# [Work to complete]
Every line of the data below is to be retyped exactly.

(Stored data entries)
· · · · ·
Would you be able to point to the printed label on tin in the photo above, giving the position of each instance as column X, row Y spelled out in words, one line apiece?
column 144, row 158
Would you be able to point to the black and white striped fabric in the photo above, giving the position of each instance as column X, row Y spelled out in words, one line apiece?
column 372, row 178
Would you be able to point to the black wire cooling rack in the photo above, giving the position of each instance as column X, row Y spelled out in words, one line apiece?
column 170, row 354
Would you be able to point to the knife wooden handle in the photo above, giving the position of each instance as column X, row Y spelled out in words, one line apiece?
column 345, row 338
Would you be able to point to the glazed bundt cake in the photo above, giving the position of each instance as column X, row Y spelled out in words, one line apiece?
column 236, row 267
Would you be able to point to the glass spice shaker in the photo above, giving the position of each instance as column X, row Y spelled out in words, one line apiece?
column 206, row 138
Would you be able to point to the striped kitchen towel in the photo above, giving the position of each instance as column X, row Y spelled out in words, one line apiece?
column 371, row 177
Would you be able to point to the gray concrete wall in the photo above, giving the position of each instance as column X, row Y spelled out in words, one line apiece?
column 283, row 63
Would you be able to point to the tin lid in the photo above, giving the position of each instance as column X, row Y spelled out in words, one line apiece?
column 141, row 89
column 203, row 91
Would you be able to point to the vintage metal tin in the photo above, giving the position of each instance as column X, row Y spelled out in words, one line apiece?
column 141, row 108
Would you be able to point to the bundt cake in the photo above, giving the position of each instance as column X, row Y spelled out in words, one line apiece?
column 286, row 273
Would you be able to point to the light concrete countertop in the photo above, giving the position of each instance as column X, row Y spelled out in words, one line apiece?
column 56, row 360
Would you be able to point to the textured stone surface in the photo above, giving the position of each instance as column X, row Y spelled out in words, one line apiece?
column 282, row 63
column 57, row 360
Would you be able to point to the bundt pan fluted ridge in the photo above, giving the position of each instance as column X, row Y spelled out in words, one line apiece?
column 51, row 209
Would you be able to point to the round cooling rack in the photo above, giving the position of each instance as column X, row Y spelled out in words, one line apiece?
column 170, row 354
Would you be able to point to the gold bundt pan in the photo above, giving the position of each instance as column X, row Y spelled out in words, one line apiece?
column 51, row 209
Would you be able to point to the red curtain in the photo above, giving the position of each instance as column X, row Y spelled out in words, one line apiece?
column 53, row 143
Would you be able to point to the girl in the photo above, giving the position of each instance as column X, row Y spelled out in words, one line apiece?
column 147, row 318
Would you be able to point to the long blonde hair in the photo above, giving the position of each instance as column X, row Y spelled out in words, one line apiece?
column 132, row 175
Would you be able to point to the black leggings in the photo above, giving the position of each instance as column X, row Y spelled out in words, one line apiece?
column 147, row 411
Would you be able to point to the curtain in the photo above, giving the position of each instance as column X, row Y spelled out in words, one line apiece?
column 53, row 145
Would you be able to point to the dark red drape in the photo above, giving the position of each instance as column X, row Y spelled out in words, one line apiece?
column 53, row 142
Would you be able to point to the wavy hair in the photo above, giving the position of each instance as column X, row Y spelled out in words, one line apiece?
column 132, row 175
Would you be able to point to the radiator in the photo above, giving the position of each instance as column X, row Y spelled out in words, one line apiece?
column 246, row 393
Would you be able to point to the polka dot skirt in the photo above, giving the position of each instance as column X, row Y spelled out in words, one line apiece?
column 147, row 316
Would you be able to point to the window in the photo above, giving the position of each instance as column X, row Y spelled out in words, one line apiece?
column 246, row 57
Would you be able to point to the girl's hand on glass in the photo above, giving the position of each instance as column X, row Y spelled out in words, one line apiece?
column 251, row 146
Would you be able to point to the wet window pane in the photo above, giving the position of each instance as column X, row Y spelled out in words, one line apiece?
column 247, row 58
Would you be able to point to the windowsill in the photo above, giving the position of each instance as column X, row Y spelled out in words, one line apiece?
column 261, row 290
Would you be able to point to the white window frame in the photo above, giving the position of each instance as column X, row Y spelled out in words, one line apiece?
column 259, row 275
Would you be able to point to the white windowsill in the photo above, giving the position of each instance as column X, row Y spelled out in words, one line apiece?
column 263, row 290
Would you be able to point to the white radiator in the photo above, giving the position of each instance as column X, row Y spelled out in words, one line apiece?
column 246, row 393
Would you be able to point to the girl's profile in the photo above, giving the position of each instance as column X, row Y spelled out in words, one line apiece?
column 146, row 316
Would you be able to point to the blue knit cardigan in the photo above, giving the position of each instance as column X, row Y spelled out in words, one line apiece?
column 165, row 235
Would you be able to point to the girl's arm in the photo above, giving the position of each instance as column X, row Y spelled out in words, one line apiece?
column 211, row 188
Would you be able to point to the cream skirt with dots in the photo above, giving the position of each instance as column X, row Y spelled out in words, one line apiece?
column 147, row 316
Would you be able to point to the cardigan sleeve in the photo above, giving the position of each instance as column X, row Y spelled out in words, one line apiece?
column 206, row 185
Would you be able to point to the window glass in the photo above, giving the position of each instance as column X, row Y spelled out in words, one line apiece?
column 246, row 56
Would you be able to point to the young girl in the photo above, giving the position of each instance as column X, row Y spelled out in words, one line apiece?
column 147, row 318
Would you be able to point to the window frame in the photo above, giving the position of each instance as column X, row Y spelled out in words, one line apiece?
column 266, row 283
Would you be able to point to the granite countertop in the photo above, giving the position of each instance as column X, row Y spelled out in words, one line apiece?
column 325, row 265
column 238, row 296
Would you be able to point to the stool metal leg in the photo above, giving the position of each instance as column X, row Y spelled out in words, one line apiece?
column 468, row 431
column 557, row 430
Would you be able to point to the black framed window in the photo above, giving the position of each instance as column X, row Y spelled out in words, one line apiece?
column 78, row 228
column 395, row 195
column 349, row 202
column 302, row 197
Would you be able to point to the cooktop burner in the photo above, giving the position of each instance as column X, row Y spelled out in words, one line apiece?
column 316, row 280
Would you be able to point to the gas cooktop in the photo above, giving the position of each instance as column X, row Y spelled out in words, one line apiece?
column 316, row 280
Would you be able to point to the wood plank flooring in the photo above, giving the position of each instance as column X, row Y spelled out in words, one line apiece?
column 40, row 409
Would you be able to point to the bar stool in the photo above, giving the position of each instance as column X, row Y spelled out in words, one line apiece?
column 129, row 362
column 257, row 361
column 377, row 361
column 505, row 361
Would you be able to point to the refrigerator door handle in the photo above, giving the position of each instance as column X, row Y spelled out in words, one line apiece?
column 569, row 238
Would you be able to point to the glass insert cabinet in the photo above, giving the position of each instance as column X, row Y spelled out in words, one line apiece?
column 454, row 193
· · · · ·
# [Answer box]
Would you be able to point to the printed label on tin in the photo above, giving the position of each instance as column X, row Y spelled out in words, one line apiece?
column 144, row 158
Would you be able to point to the black and white striped fabric in the photo above, giving the position of each instance as column X, row Y spelled out in words, one line apiece?
column 372, row 178
Would you be able to point to the black wire cooling rack in the photo above, giving the position of each instance as column X, row Y spelled out in words, one line apiece?
column 170, row 354
Would you be able to point to the knife wooden handle in the photo above, giving the position of each instance as column X, row Y spelled out in words, one line apiece?
column 345, row 338
Would you be able to point to the glazed bundt cake in the photo above, giving the position of each instance as column X, row Y spelled out in words, one line apiece?
column 236, row 267
Would you be able to point to the glass spice shaker in the photo above, giving the position of each instance as column X, row Y spelled out in words, one line apiece?
column 206, row 138
Would you be able to point to the striped kitchen towel in the photo above, giving the position of each instance as column X, row Y spelled out in words, one line apiece?
column 371, row 177
Would you be able to point to the gray concrete wall in the photo above, giving the position of each instance as column X, row Y spelled out in words, one line apiece?
column 283, row 63
Would you be able to point to the tin lid in the photo above, giving the position of each instance as column X, row Y spelled out in words, one line apiece?
column 141, row 89
column 203, row 91
Would you be able to point to the vintage metal tin in the photo above, giving the position of each instance as column X, row Y spelled out in words, one line apiece?
column 141, row 108
Would you be able to point to the bundt cake in the photo above, giving the position of each instance as column X, row Y spelled out in words, one line apiece?
column 286, row 273
Would you be able to point to the light concrete countertop in the photo above, giving the position of each instance as column X, row Y spelled out in words, one line apiece?
column 56, row 360
Would you be able to point to the textured stone surface in the photo above, giving the position of each instance as column X, row Y spelled out in words, one line apiece?
column 282, row 63
column 57, row 360
Would you be able to point to the bundt pan fluted ridge in the photo above, giving the position of each instance as column X, row Y spelled out in words, one line apiece?
column 51, row 209
Would you be able to point to the round cooling rack in the photo above, giving the position of each instance as column X, row Y spelled out in words, one line apiece?
column 170, row 354
Would you be able to point to the gold bundt pan in the photo above, giving the position of each instance as column X, row Y spelled out in words, one line apiece?
column 51, row 209
Would you be able to point to the red curtain in the photo above, giving the position of each instance as column X, row Y spelled out in words, one line apiece?
column 53, row 143
Would you be able to point to the girl in the photo above, giving the position of each instance as column X, row Y spelled out in words, one line apiece?
column 147, row 318
Would you be able to point to the long blonde hair in the photo above, giving the position of each instance as column X, row Y spelled out in words, one line apiece?
column 132, row 175
Would you be able to point to the black leggings in the photo above, giving the position of each instance as column X, row Y spelled out in words, one line apiece?
column 147, row 411
Would you be able to point to the curtain in the photo above, giving the position of each instance as column X, row Y spelled out in words, one line apiece?
column 53, row 145
Would you be able to point to the dark red drape in the photo above, giving the position of each instance as column X, row Y spelled out in words, one line apiece?
column 53, row 142
Would you be able to point to the wavy hair in the photo above, giving the position of each instance as column X, row Y spelled out in words, one line apiece?
column 132, row 175
Would you be able to point to the radiator in the photo above, giving the position of each instance as column X, row Y spelled out in words, one line apiece?
column 246, row 393
Would you be able to point to the polka dot skirt in the photo above, giving the position of each instance as column X, row Y spelled out in words, one line apiece?
column 147, row 316
Would you be able to point to the window in the photo above, giving the position of each instance as column X, row Y spelled out in words, one line apiece?
column 246, row 57
Would you be able to point to the girl's hand on glass in the photo above, giving the position of each instance as column X, row Y spelled out in words, one line apiece?
column 251, row 146
Would you be able to point to the wet window pane in the photo above, giving the position of each instance as column X, row Y spelled out in words, one line apiece?
column 247, row 58
Would you be able to point to the windowsill in the photo above, giving the position of each instance as column X, row Y spelled out in words, one line apiece?
column 261, row 290
Would you be able to point to the white window frame in the photo above, giving the position of each instance as column X, row Y spelled out in words, one line apiece?
column 259, row 275
Would you be able to point to the white windowsill in the photo above, giving the position of each instance as column X, row Y spelled out in words, one line apiece?
column 263, row 290
Would you be able to point to the white radiator in the photo above, giving the position of each instance as column X, row Y spelled out in words, one line apiece?
column 246, row 393
Would you be able to point to the girl's profile in the photo above, giving the position of each instance as column X, row Y spelled out in words, one line apiece?
column 146, row 316
Would you be able to point to the blue knit cardigan in the photo above, giving the position of each instance as column X, row Y spelled out in words, one line apiece?
column 165, row 235
Would you be able to point to the girl's arm in the photo above, giving the position of each instance as column X, row Y spelled out in words, one line apiece?
column 211, row 188
Would you be able to point to the cream skirt with dots in the photo above, giving the position of each instance as column X, row Y spelled out in words, one line apiece?
column 147, row 316
Would you be able to point to the cardigan sleeve in the photo above, giving the position of each instance as column X, row Y spelled out in words, one line apiece?
column 206, row 185
Would you be able to point to the window glass in the photo above, giving the position of each instance as column X, row Y spelled out in words, one line apiece?
column 246, row 56
Would you be able to point to the young girl in the photo above, giving the position of each instance as column X, row Y spelled out in words, one line apiece?
column 147, row 318
Would you be able to point to the window frame in the photo above, giving the position of each instance as column X, row Y spelled out in words, one line apiece?
column 266, row 283
Would you be able to point to the granite countertop in the photo above, giving the position of each instance as column X, row Y spelled out in words, one line apiece?
column 325, row 265
column 238, row 296
Would you be able to point to the stool metal leg in the photo above, giving the position of each instance as column X, row Y spelled out in words, one line apiece?
column 468, row 431
column 557, row 430
Would you be able to point to the black framed window in the photo above, giving the position of each instance as column X, row Y spelled out in words, one line apiece?
column 78, row 228
column 395, row 195
column 349, row 202
column 302, row 197
Would you be able to point to the cooktop burner in the photo above, giving the position of each instance as column X, row Y spelled out in words, one line apiece?
column 316, row 280
Would you be able to point to the gas cooktop in the photo above, giving the position of each instance as column X, row Y spelled out in words, one line apiece?
column 316, row 280
Would you be able to point to the wood plank flooring in the photo above, giving the position of each instance as column X, row Y spelled out in words, one line apiece?
column 40, row 409
Would you be able to point to the bar stool in the photo above, giving the position of each instance as column X, row Y spelled out in words, one line apiece?
column 129, row 362
column 257, row 361
column 377, row 361
column 505, row 361
Would you be able to point to the refrigerator door handle in the photo above, giving the position of each instance as column X, row Y spelled out in words, one line apiece?
column 569, row 238
Would you be able to point to the glass insert cabinet in the photo above, giving the position of each instance as column X, row Y spelled out in words, one line apiece?
column 454, row 193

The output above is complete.